## TASKS
1. Please transcribe the IPHC news update below word for word, starting with "A New Booklet" and going on through "more caring society.".
2. Condense the paragraph of the IPHC news update below that begins "Ricardo Loewe, IPHC coordinator" into a short bulleted list of its main facts.
3. According to the IPHC news update below, on what date did the IPHC meeting in Nigeria take place?

## EXCERPT TO READ
News and Activities from the INTERNATIONAL PEOPLE’S HEALTH COUNCIL
IPHC Meeting in Nigeria took place on August 16, 1997
Dr. Abdulrahman Sambo, IPHC representative from Nigeria, reports that this meeting was very successful. The decision was made to form an IPHC Chapter in Nigeria, which will be legally registered as an NGO.
A report of this first IPHC meeting in Nigeria is now being prepared. It is exciting that Nigeria has set up its own branch of the IPHC and is moving forward into action. We hope other country representatives will follow suit.
With the recent crack-down by the Nigerian government on popular movements that defend the health of the environment and the people against powerful multinational interests, it is especially important that the IPHC help build grassroots bridges between activists in different sectors.
In Mexico IPHC and Center for Social Assistance plan meeting
Ricardo Loewe, IPHC coordinator from Latin America, has announced a “Seminar on the Quality of Medical Care” to be held in Tepoztlan, Mexico, February 22 to March 1, 1998. The objective will be to “share and analyze perspectives on the ethics and quality of medical care, especially to disadvantaged groups.” While most participants will be from Mexico, some will be from other countries.
IPHC Regional Meeting planned in Kerala
Dr. Ekbal, IPHC representative in India, is planning a regional meeting of the IPHC in the State of Kerala, India. The meeting will probably be held jointly by the IPHC and the People’s Science Movement, of which Dr. Ekbal is a leader.
A New Booklet from the Philippines: Understanding HIV and AIDS
This excellent down-to-earth booklet takes a very human and enabling approach to informing people about HIV and AIDS. It makes clear that it is not the virus alone that causes the spread of AIDS, but rather the virus together with factors such as poverty, prejudice, and gender inequality. To overcome AIDS we must work toward a fairer, more caring society.
Increasing Public Interest in Our New Book, QUESTIONING THE SOLUTION
Since it first appeared in print early this year, Questioning the Solution, The Politics of Primary Health Care and Child Survival has been gaining increasing attention. It has already been reviewed by leaders in primary health care and social analysis from various corners of the world: including Vietnam, Australia, South Africa USA, and England. Here are examples from 2 reviews:
In the Journal of Primary Prevention, Victor Nell of the Human Sciences Research Council of the University of South Africa Research Unit says:
“What the book is about is not oral re-hydration: it is about power and duplicity, and the poor weapons that ordinary people have against the might and wealth of the powerful.
“But hope never goes away …. I would like nothing better than to believe, against the weight of history and reason, that a lucid and timely book may yet sow the seeds of a revolution. This volume is a strong candidate: it elegantly states the problem, and sketches the diversity of ways it has been addressed in a variety of settings over the past several decades. Whether or not it wins the battle against power and greed, this book is a powerful addition to the primary prevention library and to the teaching curriculum—for which I would strongly recommend it—across a range of courses, such as comprehensive community based health care in medical schools, community psychology, developmental studies, international politics, sociology, and macroeconomics.
Claudio Schuftan, who works in Vietnam and has himself written many groundbreaking articles on the politics of health, says:
“I could not agree more with the authors in that a need exists to launch a concerted global effort to consolidate popular movements that think globally and act locally. This by creating opportunities for popular pressure to demand the social transformations needed to counter the regressive social trends we are seeing.
“At the heart of the conclusions of the book is a call for a Quality of Life Revolution in which children will not only survive, but will be healthy in the fullest sense of well-being.
“Even people politically unsympathetic to the book’s political line will find it worth reading. Students will find endless inspiration.”

## RECORDS PROVIDED
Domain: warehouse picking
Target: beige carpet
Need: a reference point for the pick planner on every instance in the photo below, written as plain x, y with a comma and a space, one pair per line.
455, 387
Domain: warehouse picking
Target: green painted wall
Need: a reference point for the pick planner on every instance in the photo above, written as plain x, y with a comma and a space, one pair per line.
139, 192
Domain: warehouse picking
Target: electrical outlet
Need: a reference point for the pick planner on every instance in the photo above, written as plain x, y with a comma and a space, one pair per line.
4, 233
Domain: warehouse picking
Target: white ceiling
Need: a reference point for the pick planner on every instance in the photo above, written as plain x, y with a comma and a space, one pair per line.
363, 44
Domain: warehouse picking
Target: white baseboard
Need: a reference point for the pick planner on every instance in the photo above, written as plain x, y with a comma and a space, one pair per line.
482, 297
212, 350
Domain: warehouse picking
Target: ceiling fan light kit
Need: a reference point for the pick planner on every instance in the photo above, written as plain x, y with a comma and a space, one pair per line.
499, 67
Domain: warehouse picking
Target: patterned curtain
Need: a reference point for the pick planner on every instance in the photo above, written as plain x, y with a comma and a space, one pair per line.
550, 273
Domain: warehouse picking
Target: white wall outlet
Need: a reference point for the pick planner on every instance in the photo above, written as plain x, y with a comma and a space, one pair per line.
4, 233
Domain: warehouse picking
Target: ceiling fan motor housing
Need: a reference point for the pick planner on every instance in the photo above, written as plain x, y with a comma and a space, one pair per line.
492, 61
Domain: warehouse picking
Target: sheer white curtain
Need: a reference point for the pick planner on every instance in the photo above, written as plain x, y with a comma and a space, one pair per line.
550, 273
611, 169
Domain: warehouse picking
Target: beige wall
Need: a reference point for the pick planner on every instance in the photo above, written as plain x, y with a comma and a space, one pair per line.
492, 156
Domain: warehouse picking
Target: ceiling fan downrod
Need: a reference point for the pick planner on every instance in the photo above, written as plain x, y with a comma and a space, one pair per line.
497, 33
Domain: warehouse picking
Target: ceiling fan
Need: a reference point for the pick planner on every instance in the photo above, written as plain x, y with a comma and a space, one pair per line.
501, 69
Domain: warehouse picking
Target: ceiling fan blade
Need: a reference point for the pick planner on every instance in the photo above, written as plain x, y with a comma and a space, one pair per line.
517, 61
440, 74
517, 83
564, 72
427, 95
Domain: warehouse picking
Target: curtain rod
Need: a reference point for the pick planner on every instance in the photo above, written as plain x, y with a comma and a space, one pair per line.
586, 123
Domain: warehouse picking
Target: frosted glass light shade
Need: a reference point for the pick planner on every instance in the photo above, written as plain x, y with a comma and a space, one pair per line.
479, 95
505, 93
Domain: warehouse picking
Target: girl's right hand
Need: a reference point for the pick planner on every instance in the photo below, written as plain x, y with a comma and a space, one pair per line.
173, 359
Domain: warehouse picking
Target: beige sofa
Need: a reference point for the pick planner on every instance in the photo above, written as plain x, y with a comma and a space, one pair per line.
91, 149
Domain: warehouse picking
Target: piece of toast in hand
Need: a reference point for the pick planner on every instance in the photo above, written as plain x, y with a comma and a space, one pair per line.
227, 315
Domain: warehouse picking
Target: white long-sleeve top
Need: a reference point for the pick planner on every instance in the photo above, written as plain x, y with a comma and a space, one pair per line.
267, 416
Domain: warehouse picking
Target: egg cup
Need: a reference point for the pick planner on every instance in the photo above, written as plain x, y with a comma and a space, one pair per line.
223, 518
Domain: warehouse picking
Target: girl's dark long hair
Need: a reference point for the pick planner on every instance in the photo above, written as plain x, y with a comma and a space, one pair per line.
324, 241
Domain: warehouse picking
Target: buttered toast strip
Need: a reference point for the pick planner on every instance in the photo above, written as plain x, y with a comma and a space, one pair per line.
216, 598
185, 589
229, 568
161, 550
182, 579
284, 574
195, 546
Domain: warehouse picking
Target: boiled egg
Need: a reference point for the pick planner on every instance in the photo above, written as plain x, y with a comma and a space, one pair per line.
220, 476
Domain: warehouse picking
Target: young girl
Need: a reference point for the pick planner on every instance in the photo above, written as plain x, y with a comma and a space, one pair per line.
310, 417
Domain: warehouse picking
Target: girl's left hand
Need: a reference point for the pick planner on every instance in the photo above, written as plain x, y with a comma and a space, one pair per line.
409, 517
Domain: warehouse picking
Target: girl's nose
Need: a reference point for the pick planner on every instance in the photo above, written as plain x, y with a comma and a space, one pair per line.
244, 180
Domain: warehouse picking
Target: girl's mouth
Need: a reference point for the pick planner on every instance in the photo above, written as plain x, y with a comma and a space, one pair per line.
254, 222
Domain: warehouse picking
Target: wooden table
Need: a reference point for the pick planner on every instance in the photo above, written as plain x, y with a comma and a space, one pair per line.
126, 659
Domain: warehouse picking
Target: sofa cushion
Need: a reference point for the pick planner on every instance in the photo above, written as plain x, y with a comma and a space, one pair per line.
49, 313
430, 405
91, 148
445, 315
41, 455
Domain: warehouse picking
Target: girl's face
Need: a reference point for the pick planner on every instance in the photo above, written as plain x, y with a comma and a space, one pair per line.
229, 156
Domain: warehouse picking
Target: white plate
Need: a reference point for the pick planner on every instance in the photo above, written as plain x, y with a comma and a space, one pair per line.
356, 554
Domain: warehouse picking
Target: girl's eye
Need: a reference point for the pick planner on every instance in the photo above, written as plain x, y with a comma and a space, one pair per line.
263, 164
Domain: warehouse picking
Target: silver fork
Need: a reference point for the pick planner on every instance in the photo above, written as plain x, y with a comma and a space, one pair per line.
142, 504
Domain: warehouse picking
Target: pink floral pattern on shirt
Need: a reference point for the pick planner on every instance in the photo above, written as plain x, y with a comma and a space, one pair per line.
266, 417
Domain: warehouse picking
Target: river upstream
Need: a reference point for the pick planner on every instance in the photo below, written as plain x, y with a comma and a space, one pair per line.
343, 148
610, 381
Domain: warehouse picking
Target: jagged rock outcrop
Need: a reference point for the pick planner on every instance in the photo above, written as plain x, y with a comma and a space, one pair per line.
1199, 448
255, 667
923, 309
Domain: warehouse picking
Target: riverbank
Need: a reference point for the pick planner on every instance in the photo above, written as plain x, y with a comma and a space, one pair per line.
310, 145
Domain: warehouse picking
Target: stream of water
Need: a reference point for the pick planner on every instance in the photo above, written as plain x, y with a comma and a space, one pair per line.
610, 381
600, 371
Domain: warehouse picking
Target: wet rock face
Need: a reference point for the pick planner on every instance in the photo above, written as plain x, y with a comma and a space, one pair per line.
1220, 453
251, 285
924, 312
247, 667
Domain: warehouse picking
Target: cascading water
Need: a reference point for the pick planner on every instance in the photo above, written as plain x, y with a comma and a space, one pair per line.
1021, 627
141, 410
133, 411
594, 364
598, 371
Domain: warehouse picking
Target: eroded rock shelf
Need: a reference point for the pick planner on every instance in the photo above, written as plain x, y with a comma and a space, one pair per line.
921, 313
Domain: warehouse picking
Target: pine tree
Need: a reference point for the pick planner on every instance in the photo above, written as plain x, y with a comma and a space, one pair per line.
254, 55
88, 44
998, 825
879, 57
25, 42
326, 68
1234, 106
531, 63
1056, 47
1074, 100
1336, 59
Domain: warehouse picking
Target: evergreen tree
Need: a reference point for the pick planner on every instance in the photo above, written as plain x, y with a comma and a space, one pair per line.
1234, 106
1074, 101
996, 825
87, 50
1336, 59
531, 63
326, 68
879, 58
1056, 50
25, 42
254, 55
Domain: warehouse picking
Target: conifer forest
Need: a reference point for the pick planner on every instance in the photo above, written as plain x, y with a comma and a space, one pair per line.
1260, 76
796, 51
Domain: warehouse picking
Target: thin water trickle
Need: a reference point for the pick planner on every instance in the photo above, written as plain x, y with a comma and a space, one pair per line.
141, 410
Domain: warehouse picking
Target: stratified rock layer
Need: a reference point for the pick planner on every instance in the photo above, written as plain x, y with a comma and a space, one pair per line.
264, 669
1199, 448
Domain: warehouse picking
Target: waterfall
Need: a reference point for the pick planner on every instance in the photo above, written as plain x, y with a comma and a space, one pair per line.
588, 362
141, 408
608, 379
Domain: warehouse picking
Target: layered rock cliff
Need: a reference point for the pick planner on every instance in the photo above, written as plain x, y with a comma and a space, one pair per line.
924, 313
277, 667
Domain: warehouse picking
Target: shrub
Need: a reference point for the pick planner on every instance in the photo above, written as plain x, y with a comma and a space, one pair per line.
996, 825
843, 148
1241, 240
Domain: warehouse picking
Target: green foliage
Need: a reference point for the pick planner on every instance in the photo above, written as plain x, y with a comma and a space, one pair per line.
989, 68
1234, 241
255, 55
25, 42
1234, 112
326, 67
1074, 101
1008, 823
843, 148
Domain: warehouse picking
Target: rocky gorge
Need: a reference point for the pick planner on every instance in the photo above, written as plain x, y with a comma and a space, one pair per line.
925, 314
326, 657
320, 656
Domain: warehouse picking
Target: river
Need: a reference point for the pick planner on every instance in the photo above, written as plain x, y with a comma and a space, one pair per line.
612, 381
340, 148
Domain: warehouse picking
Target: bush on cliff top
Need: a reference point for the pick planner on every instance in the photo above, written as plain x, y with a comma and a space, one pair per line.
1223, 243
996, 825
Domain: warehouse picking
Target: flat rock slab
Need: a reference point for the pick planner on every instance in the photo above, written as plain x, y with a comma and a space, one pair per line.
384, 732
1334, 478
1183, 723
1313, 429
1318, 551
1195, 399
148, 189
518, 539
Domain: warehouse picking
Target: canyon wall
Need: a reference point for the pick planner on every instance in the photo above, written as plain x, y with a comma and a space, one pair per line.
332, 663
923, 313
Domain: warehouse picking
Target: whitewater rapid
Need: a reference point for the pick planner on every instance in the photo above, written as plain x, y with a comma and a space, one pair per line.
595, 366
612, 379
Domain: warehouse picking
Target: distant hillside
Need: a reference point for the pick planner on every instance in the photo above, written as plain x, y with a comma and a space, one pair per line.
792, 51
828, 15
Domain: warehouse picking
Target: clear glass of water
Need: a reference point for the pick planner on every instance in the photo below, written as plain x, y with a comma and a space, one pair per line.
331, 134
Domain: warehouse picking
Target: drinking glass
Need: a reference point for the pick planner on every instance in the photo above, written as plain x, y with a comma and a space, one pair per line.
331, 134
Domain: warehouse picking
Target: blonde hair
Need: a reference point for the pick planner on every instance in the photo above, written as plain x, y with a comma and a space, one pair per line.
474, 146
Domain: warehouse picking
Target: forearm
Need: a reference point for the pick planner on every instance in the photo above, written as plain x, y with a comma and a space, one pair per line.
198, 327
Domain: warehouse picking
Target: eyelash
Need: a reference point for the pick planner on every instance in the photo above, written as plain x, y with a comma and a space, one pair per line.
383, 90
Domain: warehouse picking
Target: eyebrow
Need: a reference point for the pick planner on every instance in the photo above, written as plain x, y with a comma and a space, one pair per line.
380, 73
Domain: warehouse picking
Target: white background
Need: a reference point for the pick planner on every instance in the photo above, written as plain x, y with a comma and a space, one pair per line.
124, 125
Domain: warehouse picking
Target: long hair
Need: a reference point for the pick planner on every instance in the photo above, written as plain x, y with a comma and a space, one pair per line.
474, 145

## WRITTEN RESPONSES
1.
A New Booklet from the Philippines: Understanding HIV and AIDS
This excellent down-to-earth booklet takes a very human and enabling approach to informing people about HIV and AIDS. It makes clear that it is not the virus alone that causes the spread of AIDS, but rather the virus together with factors such as poverty, prejudice, and gender inequality. To overcome AIDS we must work toward a fairer, more caring society.

2.
- Ricardo Loewe, IPHC coordinator from Latin America, announced a "Seminar on the Quality of Medical Care."
- Place: Tepoztlan, Mexico.
- Dates: February 22 to March 1, 1998.
- Objective: to share and analyze perspectives on the ethics and quality of medical care, especially to disadvantaged groups.
- Participants: mostly from Mexico, with some from other countries.

3. August 16, 1997.